▸ **Exercise details**
Show every line of the material below that contains the string "scales", treating uppercase and lowercase as different.

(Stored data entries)
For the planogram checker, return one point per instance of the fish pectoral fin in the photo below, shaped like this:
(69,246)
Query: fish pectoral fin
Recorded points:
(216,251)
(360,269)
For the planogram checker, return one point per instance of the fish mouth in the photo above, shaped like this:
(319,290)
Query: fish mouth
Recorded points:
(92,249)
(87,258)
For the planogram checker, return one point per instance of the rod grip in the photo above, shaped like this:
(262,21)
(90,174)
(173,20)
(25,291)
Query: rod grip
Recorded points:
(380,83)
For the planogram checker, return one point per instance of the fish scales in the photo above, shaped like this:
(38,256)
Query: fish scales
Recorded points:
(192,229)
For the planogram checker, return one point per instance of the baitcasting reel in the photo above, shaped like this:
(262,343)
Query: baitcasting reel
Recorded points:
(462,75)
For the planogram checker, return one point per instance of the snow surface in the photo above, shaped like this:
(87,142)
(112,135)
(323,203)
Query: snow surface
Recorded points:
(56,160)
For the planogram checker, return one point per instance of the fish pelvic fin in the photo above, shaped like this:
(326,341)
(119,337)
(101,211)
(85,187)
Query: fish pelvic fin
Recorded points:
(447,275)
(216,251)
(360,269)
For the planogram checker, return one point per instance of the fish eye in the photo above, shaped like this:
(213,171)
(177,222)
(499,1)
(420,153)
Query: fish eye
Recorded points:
--
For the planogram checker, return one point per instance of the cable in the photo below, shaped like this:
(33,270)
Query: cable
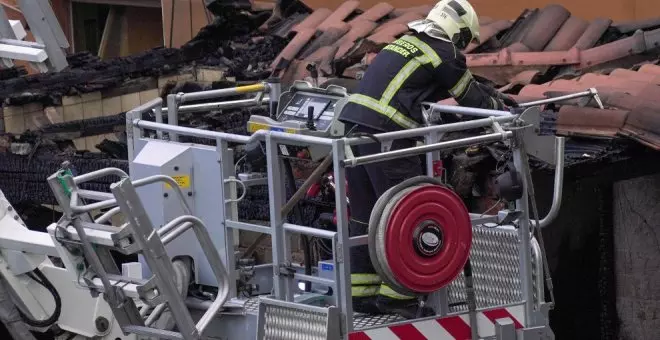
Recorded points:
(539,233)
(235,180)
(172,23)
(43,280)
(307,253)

▸ **Answer for the task**
For the planogram checker, return one point per instance of the fish scales in the photo above, shaped like this:
Query: fish scales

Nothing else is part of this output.